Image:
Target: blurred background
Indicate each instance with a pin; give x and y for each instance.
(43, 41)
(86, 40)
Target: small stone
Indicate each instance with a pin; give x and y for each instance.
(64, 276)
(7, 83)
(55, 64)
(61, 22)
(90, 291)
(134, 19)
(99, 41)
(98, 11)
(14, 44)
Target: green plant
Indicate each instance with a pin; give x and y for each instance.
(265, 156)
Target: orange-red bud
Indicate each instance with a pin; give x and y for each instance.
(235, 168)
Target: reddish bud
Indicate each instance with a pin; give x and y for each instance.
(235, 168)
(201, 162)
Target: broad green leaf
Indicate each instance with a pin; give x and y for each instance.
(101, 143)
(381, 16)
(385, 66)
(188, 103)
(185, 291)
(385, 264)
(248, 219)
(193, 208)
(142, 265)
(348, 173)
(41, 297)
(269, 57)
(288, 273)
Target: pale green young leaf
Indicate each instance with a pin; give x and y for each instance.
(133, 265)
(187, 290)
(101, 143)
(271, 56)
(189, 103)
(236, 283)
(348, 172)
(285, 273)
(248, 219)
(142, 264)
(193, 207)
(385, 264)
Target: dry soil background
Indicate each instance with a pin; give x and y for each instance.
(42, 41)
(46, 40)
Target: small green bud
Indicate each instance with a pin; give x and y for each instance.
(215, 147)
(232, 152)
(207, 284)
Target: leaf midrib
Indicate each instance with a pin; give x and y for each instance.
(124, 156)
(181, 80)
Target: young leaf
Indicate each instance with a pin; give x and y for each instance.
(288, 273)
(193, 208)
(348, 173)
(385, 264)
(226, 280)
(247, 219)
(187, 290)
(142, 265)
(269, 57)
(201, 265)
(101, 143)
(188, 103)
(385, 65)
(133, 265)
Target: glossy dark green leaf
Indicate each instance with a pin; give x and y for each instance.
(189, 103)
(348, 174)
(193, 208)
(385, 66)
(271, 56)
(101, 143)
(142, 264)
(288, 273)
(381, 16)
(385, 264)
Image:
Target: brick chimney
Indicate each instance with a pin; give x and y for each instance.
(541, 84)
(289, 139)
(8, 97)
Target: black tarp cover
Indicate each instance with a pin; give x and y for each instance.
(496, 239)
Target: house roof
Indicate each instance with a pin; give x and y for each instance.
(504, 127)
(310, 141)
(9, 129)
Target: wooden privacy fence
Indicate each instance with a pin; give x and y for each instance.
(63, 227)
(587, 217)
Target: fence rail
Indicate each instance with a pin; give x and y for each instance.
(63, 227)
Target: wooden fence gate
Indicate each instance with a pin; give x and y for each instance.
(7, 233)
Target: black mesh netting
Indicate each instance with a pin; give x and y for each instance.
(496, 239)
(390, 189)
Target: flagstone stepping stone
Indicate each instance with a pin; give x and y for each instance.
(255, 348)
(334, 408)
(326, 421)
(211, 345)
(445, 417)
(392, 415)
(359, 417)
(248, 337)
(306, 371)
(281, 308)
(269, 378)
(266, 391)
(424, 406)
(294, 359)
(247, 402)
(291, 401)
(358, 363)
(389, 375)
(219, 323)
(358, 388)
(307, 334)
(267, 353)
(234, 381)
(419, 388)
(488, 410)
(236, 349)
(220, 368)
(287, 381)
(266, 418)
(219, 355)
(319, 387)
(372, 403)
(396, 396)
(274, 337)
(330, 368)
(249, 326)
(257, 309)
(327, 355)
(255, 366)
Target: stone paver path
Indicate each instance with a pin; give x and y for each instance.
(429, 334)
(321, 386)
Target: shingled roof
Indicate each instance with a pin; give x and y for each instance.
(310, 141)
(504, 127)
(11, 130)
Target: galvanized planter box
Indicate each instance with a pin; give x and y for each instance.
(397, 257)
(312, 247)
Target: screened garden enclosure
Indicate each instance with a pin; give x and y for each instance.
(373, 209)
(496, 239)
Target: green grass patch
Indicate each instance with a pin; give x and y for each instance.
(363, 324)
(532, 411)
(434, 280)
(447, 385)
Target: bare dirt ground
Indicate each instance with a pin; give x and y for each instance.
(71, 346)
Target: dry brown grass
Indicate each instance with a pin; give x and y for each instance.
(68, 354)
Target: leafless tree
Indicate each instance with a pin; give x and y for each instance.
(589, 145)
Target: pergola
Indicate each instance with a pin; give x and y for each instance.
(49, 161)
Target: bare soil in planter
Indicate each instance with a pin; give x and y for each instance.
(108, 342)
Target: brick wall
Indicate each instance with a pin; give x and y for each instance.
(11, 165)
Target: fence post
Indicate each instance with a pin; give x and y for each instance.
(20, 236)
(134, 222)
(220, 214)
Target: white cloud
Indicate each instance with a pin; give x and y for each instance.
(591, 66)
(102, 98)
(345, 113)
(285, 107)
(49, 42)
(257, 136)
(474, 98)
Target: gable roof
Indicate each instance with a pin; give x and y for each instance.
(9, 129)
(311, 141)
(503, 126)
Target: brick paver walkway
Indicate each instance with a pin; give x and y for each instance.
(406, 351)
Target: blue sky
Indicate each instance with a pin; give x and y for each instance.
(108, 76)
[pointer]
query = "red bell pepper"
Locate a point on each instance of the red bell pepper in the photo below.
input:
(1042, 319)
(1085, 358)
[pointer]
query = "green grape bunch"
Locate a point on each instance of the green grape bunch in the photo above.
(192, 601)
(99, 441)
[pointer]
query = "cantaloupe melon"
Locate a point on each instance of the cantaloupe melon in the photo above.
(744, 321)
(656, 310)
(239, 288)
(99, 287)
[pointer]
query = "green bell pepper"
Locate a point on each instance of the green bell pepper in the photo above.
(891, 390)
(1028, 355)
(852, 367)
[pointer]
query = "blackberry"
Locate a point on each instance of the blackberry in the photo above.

★ ★ ★ ★

HOW TO COMPLETE THIS TASK: Please report every line of the listing that contains the string "blackberry".

SOLUTION TO THIS EXERCISE:
query = "blackberry"
Locate a point on each instance of the blackberry in the photo above.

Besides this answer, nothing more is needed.